Object pointing dataset rows
▬▬▬▬▬▬
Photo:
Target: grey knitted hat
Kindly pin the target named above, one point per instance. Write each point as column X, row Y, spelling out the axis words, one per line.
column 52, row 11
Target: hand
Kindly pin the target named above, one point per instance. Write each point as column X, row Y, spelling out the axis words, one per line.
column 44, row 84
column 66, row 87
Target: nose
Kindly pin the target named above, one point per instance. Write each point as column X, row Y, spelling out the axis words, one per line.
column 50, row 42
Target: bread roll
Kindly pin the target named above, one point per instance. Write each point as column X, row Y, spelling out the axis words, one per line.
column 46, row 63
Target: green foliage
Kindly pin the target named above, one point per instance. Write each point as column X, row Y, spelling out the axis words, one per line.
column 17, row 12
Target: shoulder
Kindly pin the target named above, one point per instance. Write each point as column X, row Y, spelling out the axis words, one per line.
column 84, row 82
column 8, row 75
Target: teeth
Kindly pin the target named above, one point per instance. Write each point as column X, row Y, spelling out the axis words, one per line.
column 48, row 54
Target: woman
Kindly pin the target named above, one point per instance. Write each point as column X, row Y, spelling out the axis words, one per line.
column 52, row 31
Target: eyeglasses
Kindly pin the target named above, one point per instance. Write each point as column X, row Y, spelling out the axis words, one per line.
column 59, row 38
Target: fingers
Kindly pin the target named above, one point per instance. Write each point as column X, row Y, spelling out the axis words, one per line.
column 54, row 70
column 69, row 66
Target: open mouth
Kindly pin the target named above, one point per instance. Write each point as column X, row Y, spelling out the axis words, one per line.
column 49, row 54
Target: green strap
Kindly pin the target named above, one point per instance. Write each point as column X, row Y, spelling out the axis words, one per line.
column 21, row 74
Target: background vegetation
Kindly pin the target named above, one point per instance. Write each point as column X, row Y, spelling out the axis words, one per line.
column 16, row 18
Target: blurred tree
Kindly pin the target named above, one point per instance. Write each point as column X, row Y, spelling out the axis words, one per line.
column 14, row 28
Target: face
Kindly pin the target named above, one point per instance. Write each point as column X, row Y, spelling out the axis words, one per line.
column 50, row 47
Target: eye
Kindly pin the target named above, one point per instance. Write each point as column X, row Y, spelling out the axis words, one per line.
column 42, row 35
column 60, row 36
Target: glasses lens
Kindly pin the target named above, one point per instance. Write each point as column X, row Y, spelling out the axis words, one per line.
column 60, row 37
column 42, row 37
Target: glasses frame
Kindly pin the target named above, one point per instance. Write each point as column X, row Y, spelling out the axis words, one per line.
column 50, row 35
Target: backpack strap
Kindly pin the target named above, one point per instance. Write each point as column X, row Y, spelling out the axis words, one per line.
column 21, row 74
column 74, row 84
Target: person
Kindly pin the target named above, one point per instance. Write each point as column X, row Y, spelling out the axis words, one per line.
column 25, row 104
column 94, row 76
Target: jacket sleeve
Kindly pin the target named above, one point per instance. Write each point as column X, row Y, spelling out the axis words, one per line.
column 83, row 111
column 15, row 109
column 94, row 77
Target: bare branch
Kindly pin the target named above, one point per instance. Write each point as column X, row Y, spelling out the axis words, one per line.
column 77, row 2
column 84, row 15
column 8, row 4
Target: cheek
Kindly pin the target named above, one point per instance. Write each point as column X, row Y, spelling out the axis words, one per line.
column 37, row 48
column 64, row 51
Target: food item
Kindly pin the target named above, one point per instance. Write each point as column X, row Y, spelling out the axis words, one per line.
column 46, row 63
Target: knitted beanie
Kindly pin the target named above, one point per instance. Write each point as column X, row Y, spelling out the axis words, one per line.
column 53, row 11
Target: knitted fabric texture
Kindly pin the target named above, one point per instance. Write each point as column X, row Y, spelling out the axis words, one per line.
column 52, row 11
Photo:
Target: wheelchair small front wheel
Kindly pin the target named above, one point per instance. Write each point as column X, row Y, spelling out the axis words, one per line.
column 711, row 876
▬▬▬▬▬▬
**TASK OBJECTIVE**
Copy the records word for word, starting at the line that contains "Target: glasses frame" and ending at the last line of the records.

**TASK OUTPUT**
Target: glasses frame
Kindly pin the target named above, one point per instance. Write each point as column X, row Y, spelling out the axis words, one per line.
column 50, row 35
Target: backpack strap
Kindly pin the target named above, one point per instance. Write each point as column X, row Y, spelling out the axis words, one per line.
column 21, row 74
column 74, row 84
Target: person
Kindly pin the target named above, one point per instance. Write each point as column X, row Y, spelling out the axis words, one per line.
column 25, row 104
column 94, row 76
Target: jacket sleeve
Kindly pin the target named above, one point per instance. Write each point as column X, row Y, spelling out the axis words, one per line.
column 83, row 111
column 15, row 109
column 94, row 77
Target: bare branch
Kindly pin the target named above, one point per instance. Write each point as column X, row Y, spelling out the axis words, one per line.
column 77, row 2
column 84, row 15
column 8, row 4
Target: cheek
Kindly pin the target named above, one point per instance. Write each point as column X, row Y, spelling out the axis words, one per line.
column 37, row 48
column 64, row 51
Target: food item
Kindly pin the target named above, one point per instance. Write each point as column X, row Y, spelling out the axis words, one per line.
column 46, row 63
Target: knitted beanie
Kindly pin the target named above, one point per instance. Write each point as column X, row Y, spelling out the axis words, one per line.
column 53, row 11
Target: knitted fabric texture
Kindly pin the target named above, one point per instance. Write each point as column X, row Y, spelling out the axis words, one per line.
column 52, row 11
Photo:
Target: wheelchair small front wheel
Kindly pin the target named above, one point per instance. Write each point as column X, row Y, spelling out the axis words, one per line.
column 711, row 876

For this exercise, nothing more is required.